Aim of the exercise: Set down, unchanged, the line with "Study the picture above. For each instance of the sandy" and everything after it through the last line of the data.
============
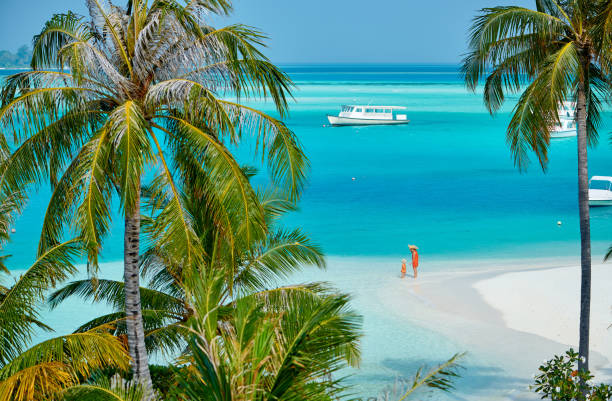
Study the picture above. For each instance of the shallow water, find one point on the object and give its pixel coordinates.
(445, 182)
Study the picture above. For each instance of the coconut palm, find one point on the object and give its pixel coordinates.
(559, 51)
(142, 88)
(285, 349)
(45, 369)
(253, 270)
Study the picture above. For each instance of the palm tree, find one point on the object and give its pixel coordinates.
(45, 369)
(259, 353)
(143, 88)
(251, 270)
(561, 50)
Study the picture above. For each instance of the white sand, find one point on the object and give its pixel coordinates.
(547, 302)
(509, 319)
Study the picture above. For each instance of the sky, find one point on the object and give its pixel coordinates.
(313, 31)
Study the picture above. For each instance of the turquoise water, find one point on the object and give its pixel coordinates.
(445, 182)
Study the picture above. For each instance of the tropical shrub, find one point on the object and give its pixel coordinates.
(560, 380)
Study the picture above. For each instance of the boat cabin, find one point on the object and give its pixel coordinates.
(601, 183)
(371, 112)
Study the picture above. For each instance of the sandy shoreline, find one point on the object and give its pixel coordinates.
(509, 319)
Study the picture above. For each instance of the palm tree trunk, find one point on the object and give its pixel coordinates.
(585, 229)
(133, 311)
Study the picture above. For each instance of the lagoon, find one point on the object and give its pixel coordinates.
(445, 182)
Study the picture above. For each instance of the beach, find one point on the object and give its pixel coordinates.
============
Task result:
Study the picture above. For each instance of the sandy shoreline, find one point on the object and give its pixel coordinates.
(509, 319)
Study the picture above. For each instance of the palm tree trunk, find one point on the object and give its pixel coordinates.
(585, 229)
(133, 311)
Study the picture above. For each instance of the lagoon, find one point on the object and give its pixel coordinates.
(445, 182)
Study the picture above. For each instance of the beach, find one point on the object and give its pixel coordinates.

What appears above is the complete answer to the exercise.